- OBJECTIVE: Your task is to print the material below exactly as presented.

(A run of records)
##############################

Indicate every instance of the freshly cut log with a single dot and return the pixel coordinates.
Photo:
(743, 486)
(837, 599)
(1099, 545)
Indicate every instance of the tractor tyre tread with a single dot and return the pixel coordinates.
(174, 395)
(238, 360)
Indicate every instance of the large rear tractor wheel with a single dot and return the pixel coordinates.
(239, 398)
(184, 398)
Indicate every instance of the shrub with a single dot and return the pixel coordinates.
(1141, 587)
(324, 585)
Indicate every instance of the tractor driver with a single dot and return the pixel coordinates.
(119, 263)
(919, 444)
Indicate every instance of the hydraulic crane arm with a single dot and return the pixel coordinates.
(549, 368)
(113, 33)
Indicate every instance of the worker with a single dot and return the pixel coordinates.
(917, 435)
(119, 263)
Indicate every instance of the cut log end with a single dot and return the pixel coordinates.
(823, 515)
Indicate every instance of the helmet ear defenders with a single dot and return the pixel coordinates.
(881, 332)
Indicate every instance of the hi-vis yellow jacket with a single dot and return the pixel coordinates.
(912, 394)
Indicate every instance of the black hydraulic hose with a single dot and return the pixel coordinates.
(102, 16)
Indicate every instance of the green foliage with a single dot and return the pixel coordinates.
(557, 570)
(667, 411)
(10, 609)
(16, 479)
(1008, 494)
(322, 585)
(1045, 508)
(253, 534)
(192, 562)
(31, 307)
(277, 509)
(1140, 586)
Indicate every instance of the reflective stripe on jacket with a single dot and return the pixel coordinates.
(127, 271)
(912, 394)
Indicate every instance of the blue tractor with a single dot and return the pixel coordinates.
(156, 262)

##############################

- SOLVED EXERCISE:
Indicate every instance of the freshly cut log with a single dot and return the pixel coordinates.
Photo:
(743, 486)
(837, 599)
(1099, 545)
Indicate every instance of the tractor tyre tread with a single dot and return the pixel coordinates.
(174, 395)
(238, 360)
Indicate every instance of the large rear tractor wheel with a single dot and return the pixel coordinates.
(239, 398)
(184, 398)
Indicate every instance of the shrub with a single dot and return the pixel coordinates.
(1141, 587)
(324, 585)
Indicate every instance of the tractor driver with a single dot and return the pixel coordinates.
(119, 263)
(919, 444)
Indicate every instance of the hydraulic crane arm with a single dot and return the pixel coordinates.
(549, 368)
(113, 33)
Indicate every instance of the worker with a single dot and return the pixel coordinates.
(917, 435)
(119, 263)
Indicate every instance of the cut log end with a single dot and return the pixel coordinates.
(823, 515)
Indicate every instance of the helmet ear defenders with a single dot and return the pixel coordinates.
(881, 332)
Indicate every instance of the hi-vis yellow jacket with a single dot and return the pixel coordinates.
(912, 394)
Indicate every instance of the black hydraulic hose with a single dot and return the pixel coordinates.
(102, 16)
Indicate every instance of the green foliage with a single dot and return the pixel coordinates.
(557, 570)
(667, 411)
(10, 609)
(16, 479)
(1008, 494)
(322, 585)
(1045, 508)
(253, 534)
(192, 562)
(31, 307)
(277, 509)
(1140, 586)
Indicate every instance of the reflective stripe on jacket with a single dot and return the pixel coordinates.
(127, 271)
(912, 394)
Indicate every instance of the blue tractor with a single dot and return the pixel coordinates.
(156, 262)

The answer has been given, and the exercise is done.